**Your instructions**: Reproduce the complete set of records, exactly as they appear.

*** Opening of Entries provided ***

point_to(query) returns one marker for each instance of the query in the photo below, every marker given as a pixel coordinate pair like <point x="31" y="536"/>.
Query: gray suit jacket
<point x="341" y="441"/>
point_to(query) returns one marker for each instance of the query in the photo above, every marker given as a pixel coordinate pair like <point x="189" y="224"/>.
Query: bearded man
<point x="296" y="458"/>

*** Close of Entries provided ***

**Result below**:
point_to(query) returns one marker for each instance of the query in the photo below, every marker given as a pixel coordinate pair like <point x="31" y="536"/>.
Query: gray suit jacket
<point x="341" y="441"/>
point_to(query) returns one marker for each instance of the query in the photo above, every marker given as a pixel coordinate pair like <point x="189" y="224"/>.
Query: bearded man
<point x="296" y="458"/>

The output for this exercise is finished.